What is expected → Could you return every record below exactly as it is written?

Excerpted data →
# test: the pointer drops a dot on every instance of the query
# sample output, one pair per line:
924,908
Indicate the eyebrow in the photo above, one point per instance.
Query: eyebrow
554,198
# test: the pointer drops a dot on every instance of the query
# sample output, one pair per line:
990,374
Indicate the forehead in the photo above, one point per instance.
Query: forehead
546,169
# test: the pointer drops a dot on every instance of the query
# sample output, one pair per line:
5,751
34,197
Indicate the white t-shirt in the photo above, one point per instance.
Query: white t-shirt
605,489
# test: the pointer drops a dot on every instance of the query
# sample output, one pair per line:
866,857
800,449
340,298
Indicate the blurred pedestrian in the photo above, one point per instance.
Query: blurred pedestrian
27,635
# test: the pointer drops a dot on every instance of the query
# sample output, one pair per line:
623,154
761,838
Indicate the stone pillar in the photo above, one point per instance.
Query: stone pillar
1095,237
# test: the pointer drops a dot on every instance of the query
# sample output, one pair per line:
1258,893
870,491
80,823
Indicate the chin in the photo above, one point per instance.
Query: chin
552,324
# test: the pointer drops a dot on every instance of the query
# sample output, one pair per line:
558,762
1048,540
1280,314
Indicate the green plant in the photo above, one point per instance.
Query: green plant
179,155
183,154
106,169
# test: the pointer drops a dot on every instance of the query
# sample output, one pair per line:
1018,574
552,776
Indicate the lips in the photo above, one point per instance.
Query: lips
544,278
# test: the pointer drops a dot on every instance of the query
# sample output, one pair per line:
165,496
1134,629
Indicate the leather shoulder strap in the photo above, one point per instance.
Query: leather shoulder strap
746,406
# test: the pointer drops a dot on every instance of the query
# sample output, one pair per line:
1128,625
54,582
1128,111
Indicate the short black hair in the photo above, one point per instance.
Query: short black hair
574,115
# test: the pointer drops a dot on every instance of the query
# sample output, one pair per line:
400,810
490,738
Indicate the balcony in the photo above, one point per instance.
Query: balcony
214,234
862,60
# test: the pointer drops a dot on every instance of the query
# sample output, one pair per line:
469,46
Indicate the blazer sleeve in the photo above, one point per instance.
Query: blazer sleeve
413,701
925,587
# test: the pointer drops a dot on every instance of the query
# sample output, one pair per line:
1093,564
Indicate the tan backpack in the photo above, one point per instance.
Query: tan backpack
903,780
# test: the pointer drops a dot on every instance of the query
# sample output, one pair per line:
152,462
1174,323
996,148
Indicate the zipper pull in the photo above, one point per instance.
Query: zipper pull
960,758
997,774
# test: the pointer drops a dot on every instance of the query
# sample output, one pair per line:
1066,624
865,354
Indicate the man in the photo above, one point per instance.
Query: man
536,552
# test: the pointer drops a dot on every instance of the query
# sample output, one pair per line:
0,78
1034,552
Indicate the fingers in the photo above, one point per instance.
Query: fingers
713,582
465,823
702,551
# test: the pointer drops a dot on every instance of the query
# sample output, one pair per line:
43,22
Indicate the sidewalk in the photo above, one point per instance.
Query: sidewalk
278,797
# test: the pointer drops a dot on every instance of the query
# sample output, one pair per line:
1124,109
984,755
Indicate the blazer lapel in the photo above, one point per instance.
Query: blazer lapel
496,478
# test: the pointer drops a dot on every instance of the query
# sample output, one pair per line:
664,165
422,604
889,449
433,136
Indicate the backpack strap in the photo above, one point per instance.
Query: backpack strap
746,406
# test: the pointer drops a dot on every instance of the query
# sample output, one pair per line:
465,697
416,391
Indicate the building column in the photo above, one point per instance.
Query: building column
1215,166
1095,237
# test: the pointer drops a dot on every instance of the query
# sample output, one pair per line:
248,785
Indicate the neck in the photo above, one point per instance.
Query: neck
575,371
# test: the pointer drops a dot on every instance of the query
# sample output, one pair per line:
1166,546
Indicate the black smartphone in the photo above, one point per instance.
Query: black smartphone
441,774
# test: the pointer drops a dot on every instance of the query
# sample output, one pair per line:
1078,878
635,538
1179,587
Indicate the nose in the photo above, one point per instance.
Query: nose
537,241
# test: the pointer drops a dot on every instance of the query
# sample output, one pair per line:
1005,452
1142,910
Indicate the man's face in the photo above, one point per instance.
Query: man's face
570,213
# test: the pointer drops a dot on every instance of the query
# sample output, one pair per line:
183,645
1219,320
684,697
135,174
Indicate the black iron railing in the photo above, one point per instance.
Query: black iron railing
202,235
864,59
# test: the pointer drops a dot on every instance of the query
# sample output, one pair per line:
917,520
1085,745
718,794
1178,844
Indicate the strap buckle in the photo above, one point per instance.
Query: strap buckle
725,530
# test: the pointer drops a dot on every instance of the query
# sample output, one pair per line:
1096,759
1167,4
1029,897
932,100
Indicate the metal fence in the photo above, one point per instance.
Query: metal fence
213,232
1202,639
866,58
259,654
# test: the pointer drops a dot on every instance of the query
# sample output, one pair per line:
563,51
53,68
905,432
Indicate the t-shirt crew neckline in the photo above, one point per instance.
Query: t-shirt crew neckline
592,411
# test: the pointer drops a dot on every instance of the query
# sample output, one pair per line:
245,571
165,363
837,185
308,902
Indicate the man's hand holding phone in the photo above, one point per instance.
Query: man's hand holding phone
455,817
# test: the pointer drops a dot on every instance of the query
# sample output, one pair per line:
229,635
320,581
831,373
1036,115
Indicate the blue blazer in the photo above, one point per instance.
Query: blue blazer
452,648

Result below →
# test: the pointer drops a dot on every instance of the query
# sample output, one pair per line:
924,908
Indicate the eyebrow in the photo above, one point per instance.
Query: eyebrow
554,198
# test: the pointer drops a dot on every instance of the query
# sample output, one pair per line:
990,374
Indicate the forehead in the photo above, one point per instance.
Query: forehead
546,169
# test: the pointer drops a dot on every instance of the query
# sample output, one pair per line:
5,751
34,197
Indicate the white t-shirt in the photo above, one point per instance.
Query: white t-shirt
605,489
# test: the pointer drops a dot on every instance of the query
# sample output, one pair per line:
866,857
800,449
340,298
Indicate the blurred pedestrian in the photo above, one point per instance.
Query: blurred pedestrian
27,635
# test: the pointer drops a dot on every instance of the query
# sample output, one pair per line:
623,154
761,838
Indicate the stone pillar in the photo above, one point per instance.
Query: stone pillar
1095,237
# test: the pointer drops a dot on every instance of the query
# sample output, one pair per line:
1258,893
870,491
80,823
Indicate the chin in the photo above, one point per instance.
Query: chin
552,324
# test: the pointer drops a dot on every instance of the query
# sample output, one pair per line:
558,762
1048,540
1280,314
Indicate the green plant in the photo above, one point per instance.
Query: green plant
179,155
183,154
106,169
# test: the pointer drops a dot on every instance of the query
# sample output, one pair per line:
1018,574
552,776
Indicate the lips in the photo above, one point per instance.
Query: lips
544,278
# test: the pointer drops a dot on every instance of the query
# sample output, one pair per line:
165,496
1134,629
Indicate the leather shoulder strap in the photo above, one point per instance.
Query: leather shoulder strap
746,406
# test: the pointer drops a dot on every instance of the query
# sample output, one pair per line:
1128,625
54,582
1128,111
Indicate the short black hair in the photo above, one point per instance.
Query: short black hair
574,115
# test: the pointer drops a dot on every instance of the query
# sample output, one pair per line:
400,810
490,738
Indicate the balcony in the photo above, one point per instance.
Query: balcony
214,234
862,60
# test: the pointer drops a dot on every instance of the query
# sample output, one pair per line:
469,46
Indicate the blazer sleeve in the photo above, one point per instance.
Query: blazer sleeve
413,701
925,587
# test: the pointer drops a dot on every instance of the query
# sample output, one pair per line:
1093,564
Indicate the tan backpack in the photo above, one point per instance.
Query: tan backpack
903,780
# test: the pointer drops a dot on every instance of the query
# sample output, one pair per line:
152,462
1174,323
996,148
Indicate the zipper pull in the photo above, one point per instance.
Query: zipper pull
960,758
997,774
# test: the pointer drops a dot on every instance of the query
# sample output, one pair per line:
1066,624
865,354
Indicate the man in the photo above, one point per instance.
Query: man
536,552
# test: the pointer drops a dot on every instance of the query
# sample output, one pair per line:
0,78
1034,552
Indicate the fingers in the photo above, one point per instance.
Query: fingers
713,582
465,823
702,551
# test: the pointer drops a dot on every instance of the query
# sample output, one pair per line:
43,22
Indicate the sidewalk in the photo above, one point per instance.
Query: sidewalk
278,797
# test: the pointer drops a dot on every instance of the query
# sample output, one pair per line:
1124,109
984,755
Indicate the blazer lapel in the photo above, one point per instance.
Query: blazer lapel
496,478
# test: the pointer drops a dot on every instance of the query
# sample output, one pair per line:
664,165
422,604
889,449
433,136
Indicate the backpack strap in the photo above, one point per instance.
Query: backpack strap
746,406
# test: the pointer drops a dot on every instance of the query
# sample output, one pair per line:
465,697
416,391
Indicate the building column in the photo above, one point per instance.
Query: building column
1215,166
1095,237
# test: the pointer drops a dot on every instance of the query
# sample output, one pair per line:
248,785
Indicate the neck in the photo above, one point per instance.
Query: neck
575,371
# test: the pointer drops a dot on every instance of the query
# sample output, one pair per line:
1166,546
Indicate the black smartphone in the photo above, one point per instance.
Query: black smartphone
441,774
# test: the pointer drops a dot on every instance of the query
# sample output, one pair per line:
1078,878
635,538
1179,587
Indicate the nose in the photo above, one point per instance.
Query: nose
537,241
# test: the pointer drops a dot on every instance of the query
# sample output, one pair per line:
1005,452
1142,910
Indicate the man's face in the photo above, one point per instance.
Query: man's face
570,213
# test: the pointer drops a dot on every instance of the query
# sample output, one pair per line:
183,645
1219,320
684,697
135,174
Indicate the black iron railing in the photo above, one point per instance.
Query: black iron railing
202,235
864,59
# test: the pointer drops a dot on every instance of the query
# sample output, one pair per line:
917,520
1085,745
718,794
1178,844
Indicate the strap buckle in the photo above, one point per instance.
Query: strap buckle
725,530
# test: the pointer drops a dot on every instance of the query
# sample output, one pair per line:
1096,759
1167,4
1029,897
932,100
Indicate the metal fence in the photo above, one point per instance.
Query: metal fence
213,232
1202,639
866,58
259,654
# test: the pointer drops a dot on every instance of the query
# sample output, one pair per line:
563,51
53,68
905,432
Indicate the t-shirt crew neckline in the photo above, one point per instance.
Query: t-shirt crew neckline
592,411
# test: the pointer drops a dot on every instance of the query
# sample output, one pair per line:
245,571
165,363
837,185
308,902
Indicate the man's hand holding phone in the photo above, one point per instance.
Query: man's hand holding phone
455,817
# test: the pointer drops a dot on every instance of the query
# sample output, one pair per line:
229,635
320,581
831,373
1036,115
Indicate the blue blazer in the photo above, one point per instance.
Query: blue blazer
452,648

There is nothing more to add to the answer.